Please return only the lines from the one holding "Question. Place a dot on every instance of the encrusting" through the one holding "Question. Place a dot on every instance of the blue sky", exactly as they appear in the records below, both ends included.
-------------------------
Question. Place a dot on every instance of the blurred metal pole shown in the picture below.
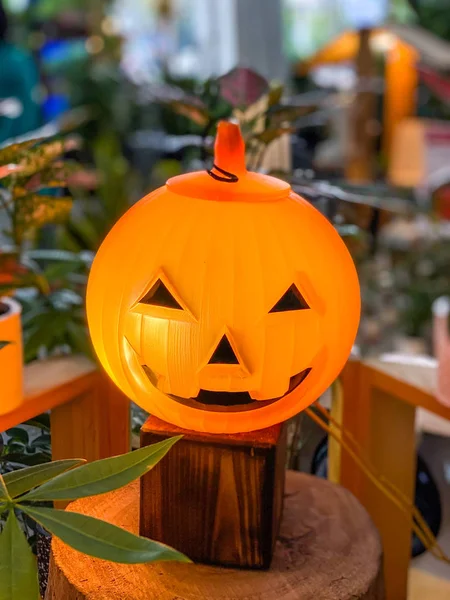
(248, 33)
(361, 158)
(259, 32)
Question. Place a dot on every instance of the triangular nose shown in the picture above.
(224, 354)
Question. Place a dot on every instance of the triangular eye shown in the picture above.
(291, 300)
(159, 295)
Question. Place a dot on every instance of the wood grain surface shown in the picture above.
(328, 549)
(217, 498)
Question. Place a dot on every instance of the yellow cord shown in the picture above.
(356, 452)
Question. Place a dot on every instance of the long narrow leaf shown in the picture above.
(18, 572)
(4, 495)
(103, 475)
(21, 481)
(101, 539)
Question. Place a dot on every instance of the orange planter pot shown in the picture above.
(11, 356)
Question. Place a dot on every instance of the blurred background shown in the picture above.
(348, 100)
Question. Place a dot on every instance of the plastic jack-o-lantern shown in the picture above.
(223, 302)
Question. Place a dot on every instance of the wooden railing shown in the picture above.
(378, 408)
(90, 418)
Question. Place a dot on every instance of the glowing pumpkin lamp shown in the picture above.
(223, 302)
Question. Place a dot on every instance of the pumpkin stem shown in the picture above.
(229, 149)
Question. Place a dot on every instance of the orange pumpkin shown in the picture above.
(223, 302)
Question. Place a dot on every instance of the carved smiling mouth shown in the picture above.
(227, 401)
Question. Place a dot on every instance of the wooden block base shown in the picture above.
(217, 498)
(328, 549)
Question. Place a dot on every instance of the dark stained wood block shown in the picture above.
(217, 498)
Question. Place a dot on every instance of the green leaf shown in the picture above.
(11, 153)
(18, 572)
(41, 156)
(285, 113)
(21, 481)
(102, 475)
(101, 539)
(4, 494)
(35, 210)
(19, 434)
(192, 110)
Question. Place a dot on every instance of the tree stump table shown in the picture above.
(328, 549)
-------------------------
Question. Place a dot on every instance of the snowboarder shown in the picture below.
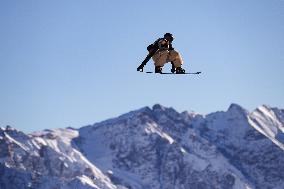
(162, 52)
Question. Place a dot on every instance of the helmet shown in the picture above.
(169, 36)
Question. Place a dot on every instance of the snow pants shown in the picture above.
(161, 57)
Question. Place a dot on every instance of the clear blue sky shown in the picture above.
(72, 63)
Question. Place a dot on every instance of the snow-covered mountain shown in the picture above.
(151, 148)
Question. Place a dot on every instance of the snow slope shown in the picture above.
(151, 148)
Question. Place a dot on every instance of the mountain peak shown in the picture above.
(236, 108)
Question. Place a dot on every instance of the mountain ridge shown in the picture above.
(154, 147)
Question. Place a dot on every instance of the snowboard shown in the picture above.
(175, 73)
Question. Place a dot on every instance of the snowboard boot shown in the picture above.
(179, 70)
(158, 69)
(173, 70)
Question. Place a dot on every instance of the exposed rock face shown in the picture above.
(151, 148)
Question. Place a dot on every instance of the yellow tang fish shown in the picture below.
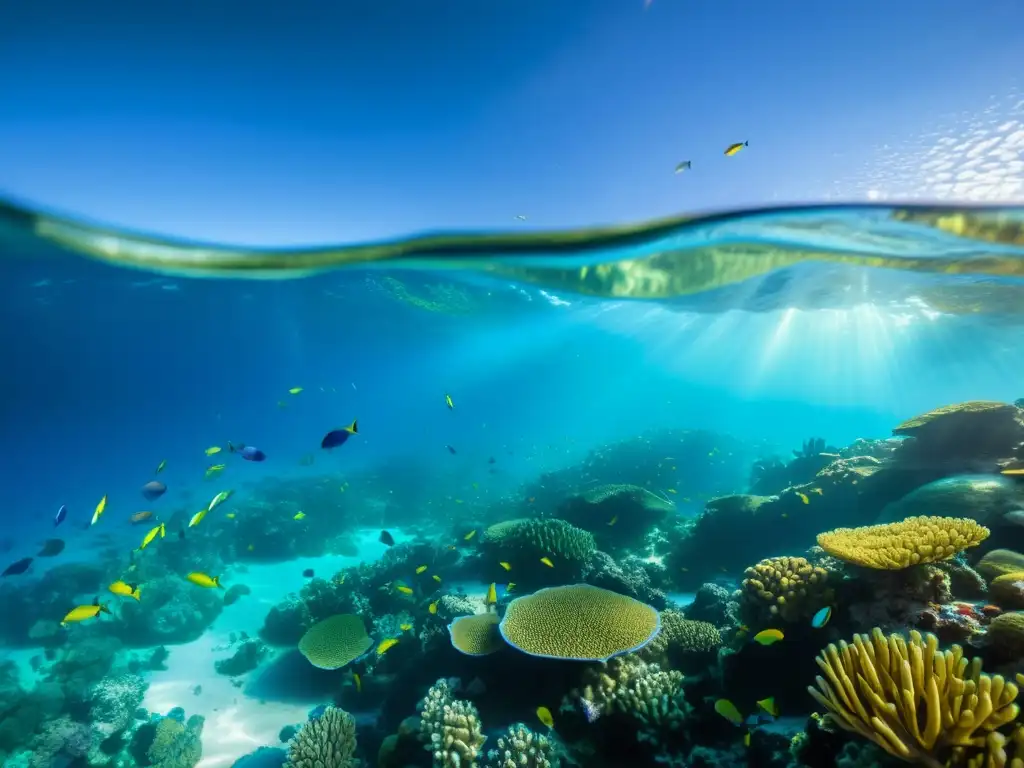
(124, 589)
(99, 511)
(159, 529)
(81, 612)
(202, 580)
-------------------------
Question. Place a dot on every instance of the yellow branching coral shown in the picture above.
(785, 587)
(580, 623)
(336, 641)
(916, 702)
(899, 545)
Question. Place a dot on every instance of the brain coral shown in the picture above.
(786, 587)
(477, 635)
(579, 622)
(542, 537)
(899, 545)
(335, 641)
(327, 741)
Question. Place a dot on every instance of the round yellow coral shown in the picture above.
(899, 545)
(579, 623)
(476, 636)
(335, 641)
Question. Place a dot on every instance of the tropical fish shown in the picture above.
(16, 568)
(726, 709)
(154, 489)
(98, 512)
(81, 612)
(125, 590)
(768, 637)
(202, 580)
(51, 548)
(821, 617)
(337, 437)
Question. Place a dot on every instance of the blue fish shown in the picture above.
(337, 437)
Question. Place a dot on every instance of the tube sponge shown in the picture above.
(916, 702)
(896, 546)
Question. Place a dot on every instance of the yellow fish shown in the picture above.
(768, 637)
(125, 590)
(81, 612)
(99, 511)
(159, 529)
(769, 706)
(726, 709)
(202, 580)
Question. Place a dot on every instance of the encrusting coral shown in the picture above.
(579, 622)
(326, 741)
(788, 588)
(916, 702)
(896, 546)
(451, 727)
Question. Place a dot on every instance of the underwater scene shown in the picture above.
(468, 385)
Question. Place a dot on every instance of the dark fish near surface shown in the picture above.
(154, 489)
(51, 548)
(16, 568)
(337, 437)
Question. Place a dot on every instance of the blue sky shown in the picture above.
-------------------------
Task answer →
Question. Place a dot on every instance of the encrusting coral shown in the picture above.
(579, 622)
(326, 741)
(788, 588)
(916, 702)
(896, 546)
(451, 727)
Question. Place a dot on every instance of the underwater scene shown in the picture above.
(468, 385)
Question. Place a dot on every instance of the dark fish near surface shown in the picture above.
(154, 489)
(51, 548)
(16, 568)
(337, 437)
Question. Place a dot on every instance of the blue sky shown in the picture above.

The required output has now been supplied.